# start of RECORDS FOR THIS TASK

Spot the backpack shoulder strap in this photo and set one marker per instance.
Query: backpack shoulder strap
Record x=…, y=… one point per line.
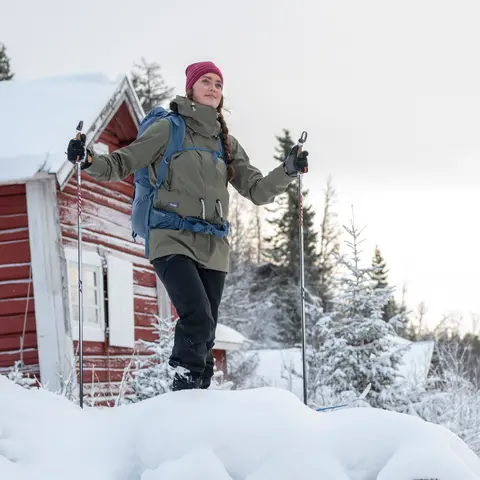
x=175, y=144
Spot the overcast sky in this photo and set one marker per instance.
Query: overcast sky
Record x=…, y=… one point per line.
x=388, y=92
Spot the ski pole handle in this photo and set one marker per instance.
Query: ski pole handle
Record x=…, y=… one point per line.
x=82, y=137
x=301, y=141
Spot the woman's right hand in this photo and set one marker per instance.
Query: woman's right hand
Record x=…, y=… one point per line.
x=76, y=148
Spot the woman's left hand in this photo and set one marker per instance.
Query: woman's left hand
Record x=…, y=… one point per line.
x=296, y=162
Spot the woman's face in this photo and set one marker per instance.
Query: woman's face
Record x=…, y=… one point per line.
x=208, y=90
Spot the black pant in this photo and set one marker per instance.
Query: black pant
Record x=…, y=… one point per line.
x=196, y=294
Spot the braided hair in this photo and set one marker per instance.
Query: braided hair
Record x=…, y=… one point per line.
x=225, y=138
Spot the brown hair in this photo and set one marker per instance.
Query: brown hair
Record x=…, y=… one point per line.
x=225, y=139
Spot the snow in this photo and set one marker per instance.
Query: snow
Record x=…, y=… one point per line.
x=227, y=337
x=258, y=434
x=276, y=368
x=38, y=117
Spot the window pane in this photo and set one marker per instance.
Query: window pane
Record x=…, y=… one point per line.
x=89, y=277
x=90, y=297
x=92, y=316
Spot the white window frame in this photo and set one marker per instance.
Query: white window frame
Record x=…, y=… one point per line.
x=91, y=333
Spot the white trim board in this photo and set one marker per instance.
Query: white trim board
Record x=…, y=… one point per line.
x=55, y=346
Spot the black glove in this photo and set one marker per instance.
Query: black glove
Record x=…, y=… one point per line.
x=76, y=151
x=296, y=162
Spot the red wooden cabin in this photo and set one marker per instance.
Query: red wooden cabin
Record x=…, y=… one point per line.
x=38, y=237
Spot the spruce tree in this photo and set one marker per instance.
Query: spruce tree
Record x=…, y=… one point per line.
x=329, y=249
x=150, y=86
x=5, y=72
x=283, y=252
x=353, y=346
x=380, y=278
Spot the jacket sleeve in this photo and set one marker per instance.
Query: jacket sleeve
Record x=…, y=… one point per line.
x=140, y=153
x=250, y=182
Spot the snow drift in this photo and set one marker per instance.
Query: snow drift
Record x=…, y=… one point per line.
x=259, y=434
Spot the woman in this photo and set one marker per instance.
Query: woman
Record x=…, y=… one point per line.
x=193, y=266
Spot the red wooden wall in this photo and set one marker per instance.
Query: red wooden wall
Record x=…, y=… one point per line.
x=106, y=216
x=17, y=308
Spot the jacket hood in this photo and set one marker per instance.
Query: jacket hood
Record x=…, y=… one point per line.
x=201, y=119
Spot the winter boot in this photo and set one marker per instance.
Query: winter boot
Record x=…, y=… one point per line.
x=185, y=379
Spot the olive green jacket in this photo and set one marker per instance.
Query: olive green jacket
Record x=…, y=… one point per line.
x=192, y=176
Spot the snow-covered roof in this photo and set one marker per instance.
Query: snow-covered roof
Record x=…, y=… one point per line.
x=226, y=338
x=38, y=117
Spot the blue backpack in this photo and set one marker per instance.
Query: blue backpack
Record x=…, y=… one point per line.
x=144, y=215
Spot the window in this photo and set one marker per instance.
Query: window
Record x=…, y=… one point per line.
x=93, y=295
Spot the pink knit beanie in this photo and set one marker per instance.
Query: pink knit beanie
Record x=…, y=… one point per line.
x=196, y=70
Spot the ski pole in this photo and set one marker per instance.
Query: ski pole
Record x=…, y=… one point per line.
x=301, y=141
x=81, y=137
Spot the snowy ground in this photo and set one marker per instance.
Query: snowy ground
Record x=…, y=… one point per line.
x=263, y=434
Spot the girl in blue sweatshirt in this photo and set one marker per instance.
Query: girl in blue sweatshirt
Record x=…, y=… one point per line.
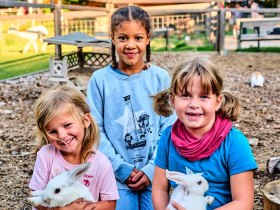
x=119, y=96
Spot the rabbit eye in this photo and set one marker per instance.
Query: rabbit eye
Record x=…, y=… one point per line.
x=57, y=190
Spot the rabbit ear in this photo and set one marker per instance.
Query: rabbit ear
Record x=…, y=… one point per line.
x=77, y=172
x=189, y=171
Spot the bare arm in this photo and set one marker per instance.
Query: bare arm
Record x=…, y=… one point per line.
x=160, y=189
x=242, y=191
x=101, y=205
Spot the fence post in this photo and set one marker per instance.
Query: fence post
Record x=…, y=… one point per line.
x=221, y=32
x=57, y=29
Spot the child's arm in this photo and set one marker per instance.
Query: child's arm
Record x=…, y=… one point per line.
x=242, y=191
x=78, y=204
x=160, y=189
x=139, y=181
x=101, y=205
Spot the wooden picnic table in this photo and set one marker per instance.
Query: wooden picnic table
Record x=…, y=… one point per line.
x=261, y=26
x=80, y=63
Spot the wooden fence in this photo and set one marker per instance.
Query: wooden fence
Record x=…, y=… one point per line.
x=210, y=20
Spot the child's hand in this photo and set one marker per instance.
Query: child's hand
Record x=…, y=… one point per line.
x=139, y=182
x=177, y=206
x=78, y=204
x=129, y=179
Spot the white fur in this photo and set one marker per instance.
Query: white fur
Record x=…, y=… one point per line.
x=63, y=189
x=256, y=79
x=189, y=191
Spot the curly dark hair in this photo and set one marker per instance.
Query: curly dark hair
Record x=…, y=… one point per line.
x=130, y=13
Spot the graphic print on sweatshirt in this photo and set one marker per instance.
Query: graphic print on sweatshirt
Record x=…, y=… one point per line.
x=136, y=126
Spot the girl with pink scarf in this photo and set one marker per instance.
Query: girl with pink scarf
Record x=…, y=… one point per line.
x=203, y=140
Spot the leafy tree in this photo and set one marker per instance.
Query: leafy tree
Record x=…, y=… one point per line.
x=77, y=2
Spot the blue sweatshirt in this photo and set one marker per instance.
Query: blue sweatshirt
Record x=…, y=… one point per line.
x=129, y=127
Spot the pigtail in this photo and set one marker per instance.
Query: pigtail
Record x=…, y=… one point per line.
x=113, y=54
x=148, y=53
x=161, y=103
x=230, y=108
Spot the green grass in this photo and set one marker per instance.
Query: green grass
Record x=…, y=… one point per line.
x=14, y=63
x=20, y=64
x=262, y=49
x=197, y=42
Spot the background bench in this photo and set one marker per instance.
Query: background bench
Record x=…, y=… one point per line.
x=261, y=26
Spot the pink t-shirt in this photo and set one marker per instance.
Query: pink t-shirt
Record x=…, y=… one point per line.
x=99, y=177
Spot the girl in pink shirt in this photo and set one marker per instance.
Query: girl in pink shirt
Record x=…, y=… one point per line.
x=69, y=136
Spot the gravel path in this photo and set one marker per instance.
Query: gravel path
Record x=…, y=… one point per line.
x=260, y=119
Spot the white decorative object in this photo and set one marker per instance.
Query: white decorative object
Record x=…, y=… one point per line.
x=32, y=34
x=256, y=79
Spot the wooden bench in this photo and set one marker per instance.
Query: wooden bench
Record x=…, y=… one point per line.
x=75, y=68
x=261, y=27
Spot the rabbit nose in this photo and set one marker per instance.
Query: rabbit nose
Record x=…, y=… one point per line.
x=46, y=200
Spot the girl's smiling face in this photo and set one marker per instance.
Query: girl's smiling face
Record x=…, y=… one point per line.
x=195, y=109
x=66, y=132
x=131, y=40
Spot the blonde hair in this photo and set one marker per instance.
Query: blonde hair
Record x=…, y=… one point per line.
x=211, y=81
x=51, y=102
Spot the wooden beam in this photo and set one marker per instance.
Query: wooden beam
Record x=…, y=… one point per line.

# end of RECORDS FOR THIS TASK

### WHAT THE TASK ASKS:
The records above need to be given again exactly. Omit the pictures.

### RESPONSE BELOW:
Spot the backpack shoulder strap in this photo and set one marker per instance.
Query: backpack shoulder strap
Record x=…, y=… one point per line.
x=175, y=144
Spot the overcast sky in this photo and set one marker per instance.
Query: overcast sky
Record x=…, y=… one point per line.
x=388, y=92
Spot the ski pole handle in this photo and set one marker per instance.
Query: ski pole handle
Record x=…, y=… one point per line.
x=82, y=137
x=301, y=141
Spot the woman's right hand in this photo and set one marker per instance.
Query: woman's right hand
Record x=…, y=… one point per line.
x=76, y=148
Spot the woman's left hand in this photo and set one marker per instance.
Query: woman's left hand
Record x=…, y=… one point per line.
x=296, y=162
Spot the woman's face in this photo and set one marker per instance.
Query: woman's face
Record x=…, y=… one point per line.
x=208, y=90
Spot the black pant in this photo and set one marker per instance.
Query: black pant
Record x=…, y=… one point per line.
x=196, y=294
Spot the braided hair in this photo and set one marker per instance.
Query: braided hair
Record x=…, y=… one point per line.
x=225, y=138
Spot the brown hair in this photo and set one marker per instance.
Query: brown hair
Record x=…, y=… one point per line.
x=225, y=139
Spot the snow in this photo and set one marker per instance.
Query: snow
Record x=…, y=… one point per line.
x=227, y=337
x=258, y=434
x=276, y=368
x=38, y=117
Spot the window pane in this photo and set one marker per instance.
Query: window pane
Record x=…, y=… one point per line.
x=89, y=277
x=90, y=297
x=92, y=316
Spot the white window frame in this photo and set one marker per instance.
Query: white window frame
Record x=…, y=… one point per line.
x=91, y=333
Spot the white trim board in this photo and set one marker per instance.
Query: white trim board
Record x=…, y=… one point per line.
x=55, y=346
Spot the black glove in this photo and set one marker per instance.
Query: black glove
Record x=…, y=… one point per line.
x=76, y=151
x=296, y=162
Spot the red wooden cabin in this photo and set one marker per instance.
Query: red wooden cabin
Record x=…, y=… one point per line.
x=38, y=237
Spot the spruce tree in this photo and set one marker per instance.
Query: spruce tree
Record x=…, y=… one point per line.
x=329, y=249
x=150, y=86
x=5, y=72
x=283, y=252
x=353, y=346
x=380, y=278
Spot the jacket sleeve in this photo and set one marker per instance.
Query: jacket sleeve
Record x=…, y=… one point per line.
x=140, y=153
x=250, y=182
Spot the snow drift in this photo and set one marker per instance.
Query: snow drift
Record x=…, y=… one point per line.
x=259, y=434
Spot the woman in this photo and set one marker per instance.
Query: woman
Record x=…, y=… one point per line.
x=193, y=266
Spot the red wooden wall in this photo and set one marker per instance.
Query: red wooden wall
Record x=…, y=… one point per line.
x=106, y=216
x=17, y=308
Spot the jacket hood in this photo and set one marker per instance.
Query: jacket hood
Record x=…, y=… one point per line.
x=201, y=119
Spot the winter boot in this photo and set one marker per instance.
Query: winter boot
Record x=…, y=… one point per line.
x=185, y=379
Spot the olive green jacket in this photo and set one marker per instance.
Query: olive green jacket
Record x=…, y=… one point per line.
x=192, y=176
Spot the snow-covered roof in this photo and set one marker per instance.
Query: snow-covered roof
Record x=…, y=… one point per line.
x=226, y=338
x=38, y=117
Spot the blue backpack in this photo and set one marker per instance.
Query: blue backpack
Record x=…, y=… one point per line.
x=144, y=215
Spot the window in this photo and set one marker per instance.
Query: window
Record x=…, y=… one point per line.
x=93, y=295
Spot the pink knit beanie in this photo and set one marker per instance.
Query: pink knit beanie
Record x=…, y=… one point per line.
x=196, y=70
Spot the ski pole in this photo and set one marker per instance.
Query: ski pole
Record x=…, y=… one point per line.
x=301, y=141
x=81, y=137
Spot the snowy ground in this photo and set one marker per instance.
Query: snowy ground
Record x=…, y=… one point per line.
x=263, y=434
Spot the girl in blue sweatshirt in this photo and set one marker per instance.
Query: girl in blue sweatshirt
Record x=…, y=… one point per line.
x=119, y=96
Spot the rabbit eye in this photo and set one marker per instance.
Query: rabbit eye
Record x=…, y=… one point per line.
x=57, y=190
Spot the rabbit ear in this photo and set one marker per instance.
Query: rabbit ear
Record x=…, y=… one point per line.
x=77, y=172
x=189, y=171
Spot the bare arm in this photo and set one marker per instance.
Query: bare arm
Record x=…, y=… one point per line.
x=160, y=189
x=242, y=191
x=101, y=205
Spot the fence post in this photo and set one marker per instance.
Query: fence post
Record x=…, y=… one point per line.
x=221, y=32
x=57, y=29
Spot the child's arm in this photo and set one marker per instance.
Query: child's arm
Record x=…, y=… one point per line.
x=242, y=191
x=78, y=204
x=160, y=189
x=139, y=181
x=101, y=205
Spot the wooden picnic table in this photo and set one marker per instance.
Query: wooden picnic table
Record x=…, y=… one point per line.
x=261, y=26
x=80, y=63
Spot the wooden fence in this photo and set one marker per instance.
Query: wooden fence
Record x=…, y=… one point per line.
x=210, y=20
Spot the child's hand in this photo and set one marker per instance.
Query: child's hand
Record x=…, y=… one point per line.
x=139, y=182
x=177, y=206
x=78, y=204
x=129, y=179
Spot the white fur in this photo and set one marker per instance.
Query: white fur
Record x=…, y=… one point per line.
x=63, y=189
x=256, y=79
x=189, y=191
Spot the curly dark hair in this photo and set one marker per instance.
Query: curly dark hair
Record x=…, y=… one point per line.
x=130, y=13
Spot the graphic print on sweatshirt in this photo and set one marker per instance.
Query: graphic print on sweatshirt
Record x=…, y=… one point per line.
x=136, y=126
Spot the girl with pink scarf in this photo and set one marker per instance.
Query: girl with pink scarf
Record x=…, y=… one point per line.
x=203, y=140
Spot the leafy tree in this photo and set one marker per instance.
Query: leafy tree
Record x=…, y=… one point per line.
x=77, y=2
Spot the blue sweatshirt in this photo and set one marker per instance.
Query: blue sweatshirt
Record x=…, y=… one point per line.
x=129, y=127
Spot the pigtail in this photo and set one marker per instance.
Query: pigtail
Record x=…, y=… one point per line.
x=113, y=54
x=148, y=53
x=161, y=103
x=230, y=108
Spot the green grass in this photo and set one marker per instance.
Query: green grass
Record x=…, y=… one point per line.
x=14, y=63
x=20, y=64
x=262, y=49
x=197, y=42
Spot the background bench in this photo and set one marker per instance.
Query: background bench
Record x=…, y=… one point per line.
x=261, y=26
Spot the pink t-shirt in this photo and set one marker per instance.
Query: pink t-shirt
Record x=…, y=… one point per line.
x=99, y=177
Spot the girl in pink shirt in this photo and set one marker per instance.
Query: girl in pink shirt
Record x=…, y=… one point per line.
x=69, y=136
Spot the gravel path in this photo and set one marker per instance.
Query: gravel path
Record x=…, y=… one point per line.
x=260, y=119
Spot the white decorative object in this photo and set one marker per instance.
Query: white decorative object
Record x=…, y=… one point per line.
x=32, y=34
x=256, y=79
Spot the wooden bench in this photo and set one marker per instance.
Query: wooden bench
Record x=…, y=… one point per line.
x=75, y=68
x=261, y=27
Spot the rabbit nose in this photo and set one marker per instance.
Query: rabbit nose
Record x=…, y=… one point per line.
x=46, y=200
Spot the girl's smiling face in this photo and set one marker per instance.
Query: girl's smiling face
Record x=…, y=… one point per line.
x=195, y=109
x=66, y=132
x=131, y=40
Spot the blonde hair in this photo and set one marker per instance.
Query: blonde hair
Record x=…, y=… one point per line.
x=211, y=81
x=51, y=102
Spot the wooden beam in this photo and set one marker per instance.
Query: wooden beam
Record x=…, y=… one point per line.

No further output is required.